Task description: Reproduce the listing below word for word, with no pictures.
===============
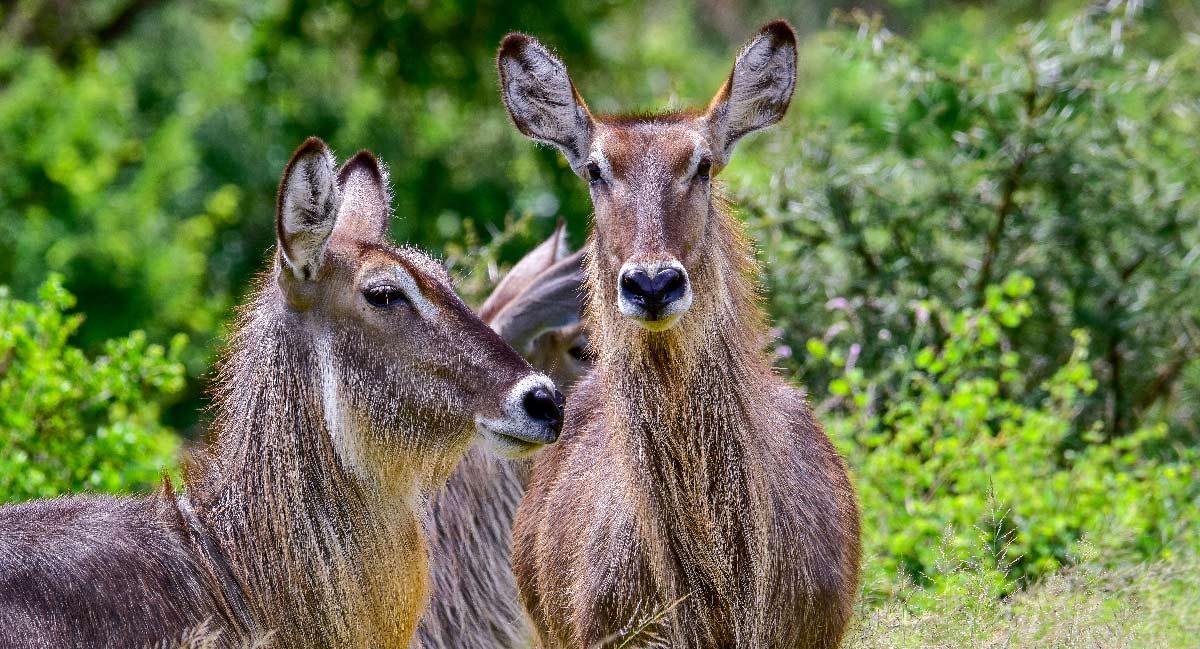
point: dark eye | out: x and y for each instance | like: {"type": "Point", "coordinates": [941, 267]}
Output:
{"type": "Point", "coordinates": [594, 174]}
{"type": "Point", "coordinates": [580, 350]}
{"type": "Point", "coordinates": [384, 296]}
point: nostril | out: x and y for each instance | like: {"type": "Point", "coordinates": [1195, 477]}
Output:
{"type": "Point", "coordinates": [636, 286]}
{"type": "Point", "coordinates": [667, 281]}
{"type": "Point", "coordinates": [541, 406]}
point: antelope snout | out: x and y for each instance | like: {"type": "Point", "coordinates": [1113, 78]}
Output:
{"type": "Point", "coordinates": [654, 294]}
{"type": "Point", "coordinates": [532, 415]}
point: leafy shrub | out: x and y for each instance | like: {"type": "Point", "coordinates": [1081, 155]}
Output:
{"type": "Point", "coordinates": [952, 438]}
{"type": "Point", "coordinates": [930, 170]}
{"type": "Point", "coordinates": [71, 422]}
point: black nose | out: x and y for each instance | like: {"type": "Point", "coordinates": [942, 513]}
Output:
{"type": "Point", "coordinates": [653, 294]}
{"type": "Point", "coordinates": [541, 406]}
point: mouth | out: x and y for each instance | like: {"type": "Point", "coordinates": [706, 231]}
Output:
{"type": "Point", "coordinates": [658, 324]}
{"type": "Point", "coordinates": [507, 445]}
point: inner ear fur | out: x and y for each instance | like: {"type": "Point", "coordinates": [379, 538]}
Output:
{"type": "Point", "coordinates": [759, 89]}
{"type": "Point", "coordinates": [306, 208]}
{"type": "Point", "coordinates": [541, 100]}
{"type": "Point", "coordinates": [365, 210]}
===============
Task output:
point: dark eye | out: x and y for each instance | like: {"type": "Point", "coordinates": [941, 267]}
Output:
{"type": "Point", "coordinates": [594, 174]}
{"type": "Point", "coordinates": [580, 350]}
{"type": "Point", "coordinates": [384, 296]}
point: nostril | out: x and y for each instance | like: {"type": "Point", "coordinates": [1195, 477]}
Output:
{"type": "Point", "coordinates": [636, 286]}
{"type": "Point", "coordinates": [667, 281]}
{"type": "Point", "coordinates": [541, 406]}
point: antelope snout | out: x and y for each instance | like: {"type": "Point", "coordinates": [1113, 78]}
Output:
{"type": "Point", "coordinates": [654, 294]}
{"type": "Point", "coordinates": [532, 415]}
point: leafy shrub | out: x and y for each instance | like: {"type": "Point", "coordinates": [1081, 155]}
Output:
{"type": "Point", "coordinates": [952, 438]}
{"type": "Point", "coordinates": [930, 170]}
{"type": "Point", "coordinates": [71, 422]}
point: black nose | out: x and y for each instance | like: {"type": "Point", "coordinates": [942, 513]}
Output:
{"type": "Point", "coordinates": [653, 294]}
{"type": "Point", "coordinates": [541, 406]}
point: mouth | out: x and y for each instance | like: {"type": "Point", "coordinates": [706, 231]}
Output:
{"type": "Point", "coordinates": [658, 324]}
{"type": "Point", "coordinates": [507, 445]}
point: inner ear fur | out: x and y for each instance | like: {"type": "Point", "coordinates": [379, 538]}
Output:
{"type": "Point", "coordinates": [759, 89]}
{"type": "Point", "coordinates": [306, 208]}
{"type": "Point", "coordinates": [541, 100]}
{"type": "Point", "coordinates": [365, 210]}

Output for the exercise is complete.